• Task brief:
Reproduce each record exactly.

[Point annotation dataset records]

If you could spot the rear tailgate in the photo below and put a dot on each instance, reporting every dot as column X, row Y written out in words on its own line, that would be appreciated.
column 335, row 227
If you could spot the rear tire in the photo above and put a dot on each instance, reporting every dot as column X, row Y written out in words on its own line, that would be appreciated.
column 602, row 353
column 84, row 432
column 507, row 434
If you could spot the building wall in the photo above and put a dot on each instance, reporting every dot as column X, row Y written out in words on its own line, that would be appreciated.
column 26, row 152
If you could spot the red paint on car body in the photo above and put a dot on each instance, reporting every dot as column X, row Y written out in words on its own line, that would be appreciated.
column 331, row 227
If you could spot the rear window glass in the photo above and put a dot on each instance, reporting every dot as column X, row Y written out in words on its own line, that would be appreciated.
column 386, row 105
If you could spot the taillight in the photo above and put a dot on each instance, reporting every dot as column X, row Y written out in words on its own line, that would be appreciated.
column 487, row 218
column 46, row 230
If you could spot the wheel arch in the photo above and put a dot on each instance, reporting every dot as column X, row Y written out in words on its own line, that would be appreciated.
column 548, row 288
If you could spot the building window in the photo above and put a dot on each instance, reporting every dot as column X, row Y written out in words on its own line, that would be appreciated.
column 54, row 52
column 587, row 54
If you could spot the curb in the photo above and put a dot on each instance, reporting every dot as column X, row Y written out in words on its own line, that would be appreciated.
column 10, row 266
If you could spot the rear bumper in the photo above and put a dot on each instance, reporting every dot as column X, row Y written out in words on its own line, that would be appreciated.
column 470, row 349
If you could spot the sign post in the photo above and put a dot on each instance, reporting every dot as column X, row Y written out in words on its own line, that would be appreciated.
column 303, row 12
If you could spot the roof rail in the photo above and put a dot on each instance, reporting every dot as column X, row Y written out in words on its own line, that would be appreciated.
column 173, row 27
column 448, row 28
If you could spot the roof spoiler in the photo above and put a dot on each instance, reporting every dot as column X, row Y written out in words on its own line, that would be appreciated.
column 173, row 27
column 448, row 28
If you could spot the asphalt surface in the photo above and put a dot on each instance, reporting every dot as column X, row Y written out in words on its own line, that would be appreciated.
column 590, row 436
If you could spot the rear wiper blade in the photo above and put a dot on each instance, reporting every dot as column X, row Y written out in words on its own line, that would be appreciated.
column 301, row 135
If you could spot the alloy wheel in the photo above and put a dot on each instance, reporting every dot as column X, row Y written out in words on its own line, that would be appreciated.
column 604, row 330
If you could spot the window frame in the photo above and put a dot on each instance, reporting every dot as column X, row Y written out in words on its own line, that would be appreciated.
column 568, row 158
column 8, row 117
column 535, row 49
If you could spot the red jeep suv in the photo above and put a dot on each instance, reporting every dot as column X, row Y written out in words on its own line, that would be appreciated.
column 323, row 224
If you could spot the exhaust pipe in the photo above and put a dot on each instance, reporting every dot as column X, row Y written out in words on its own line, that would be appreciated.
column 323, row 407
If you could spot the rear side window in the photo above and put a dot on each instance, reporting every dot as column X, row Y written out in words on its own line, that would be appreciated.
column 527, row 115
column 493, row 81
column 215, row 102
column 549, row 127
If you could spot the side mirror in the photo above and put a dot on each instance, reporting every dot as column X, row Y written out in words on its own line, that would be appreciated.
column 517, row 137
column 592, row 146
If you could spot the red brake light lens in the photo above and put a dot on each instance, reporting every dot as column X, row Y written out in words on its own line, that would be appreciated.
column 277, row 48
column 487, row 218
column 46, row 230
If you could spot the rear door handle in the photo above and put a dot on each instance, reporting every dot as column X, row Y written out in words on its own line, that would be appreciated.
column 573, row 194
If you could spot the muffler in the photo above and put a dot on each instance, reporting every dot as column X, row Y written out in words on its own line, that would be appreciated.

• Response to this exercise:
If you could spot the rear tailgate in the photo below and put a dot on each instance, reporting every dot as column X, row Y written out in words on its own line, that would be appreciated.
column 335, row 227
If you could spot the rear tire in the photo above and put a dot on each instance, reporting every dot as column X, row Y written out in words on its own line, that would be appreciated.
column 602, row 353
column 84, row 432
column 507, row 434
If you could spot the building wall in the photo above and put a dot on each instance, reporting every dot as column X, row Y written out in words on its own line, that would be appreciated.
column 26, row 152
If you could spot the red paint on car body in the photo above and put a dot on each instance, reporting every dot as column X, row Y written out in words on its own line, that would be appreciated.
column 331, row 227
If you could spot the rear window glass in the photo above and put a dot on each instance, reporting every dot as column X, row Y written out in words on its own line, that would be appreciated.
column 386, row 105
If you could spot the taillight in the photo above and put a dot on each instance, reporting every dot as column X, row Y written out in words on its own line, that would be appreciated.
column 487, row 218
column 46, row 230
If you could spot the wheel arch in the photo above and put a dot on each instance, reporting every dot as column X, row Y written out in words on its own line, that would be appreciated.
column 548, row 288
If you could spot the building window in the photo above and put a dot on each instance, reporting every dot as column X, row Y written out in words on its own line, that would be appreciated.
column 54, row 52
column 587, row 54
If you could spot the curb in the photo above and put a dot on each instance, reporting every dot as column X, row Y written out in words on its own line, that would be appreciated.
column 10, row 266
If you could spot the rear bumper in the photo above and put a dot on each instance, reporting every dot as column X, row Y written out in words on its own line, that would be appreciated.
column 470, row 349
If you could spot the sign post in the photo above and put a dot on each instance, reporting every dot as column X, row Y written out in words on its own line, that would be appreciated.
column 303, row 12
If you could spot the roof rail in the photo above and put a dot on each instance, reporting every dot as column X, row Y written out in words on its own line, that would be appreciated.
column 173, row 27
column 448, row 28
If you could spot the roof spoiler in the photo above and put a dot on each instance, reporting every dot as column X, row Y written out in words on its own line, that would be appreciated.
column 173, row 27
column 448, row 28
If you could spot the asphalt surface in the photo above and put a dot on each instance, reporting every dot as column X, row Y written out in words on its own line, that would be appreciated.
column 590, row 436
If you could spot the rear wiper blade in the photo above and put a dot on each instance, reporting every dot as column X, row Y written out in words on its own line, that would be appreciated.
column 301, row 135
If you could spot the alloy wheel in the photo above and put a dot on each instance, reporting every dot as column X, row Y written out in words on its own line, that would be appreciated.
column 604, row 330
If you could spot the window frame in the photo above and put a dot on each instance, reporting every dot as column X, row Y written out in words on its own line, that would be appreciated.
column 568, row 158
column 8, row 117
column 535, row 49
If you could spot the red jeep suv in the photo above and put a dot on each instance, reporting every dot as column X, row Y written out in words on its own line, that would be appreciated.
column 323, row 224
If you could spot the exhaust pipe in the photo above and put a dot on each instance, reporting every dot as column X, row Y written out in words on its own line, that would be appreciated.
column 323, row 407
If you could spot the rear side window in the photo above and put a dot on each instance, reporting every dot as column X, row Y written out in words on its own line, that would be appreciated.
column 527, row 115
column 493, row 81
column 215, row 102
column 549, row 127
If you could spot the side mirror in the photo above and put a dot on each instance, reporting every dot as column X, row Y written out in words on its own line, that would be appreciated.
column 517, row 137
column 592, row 146
If you could spot the red brake light lens in the photo above and put a dot on each instance, reporting every dot as column X, row Y written out in words on its own line, that would be appreciated.
column 277, row 48
column 487, row 218
column 46, row 230
If you could spot the rear door handle in the photo above and put a dot on each instance, reporting every dot as column X, row Y written out in words on its own line, that would be appreciated.
column 573, row 194
If you could spot the muffler in the photo above and put a dot on each instance, reporting every dot as column X, row Y written out in words on its own line, that would be appreciated.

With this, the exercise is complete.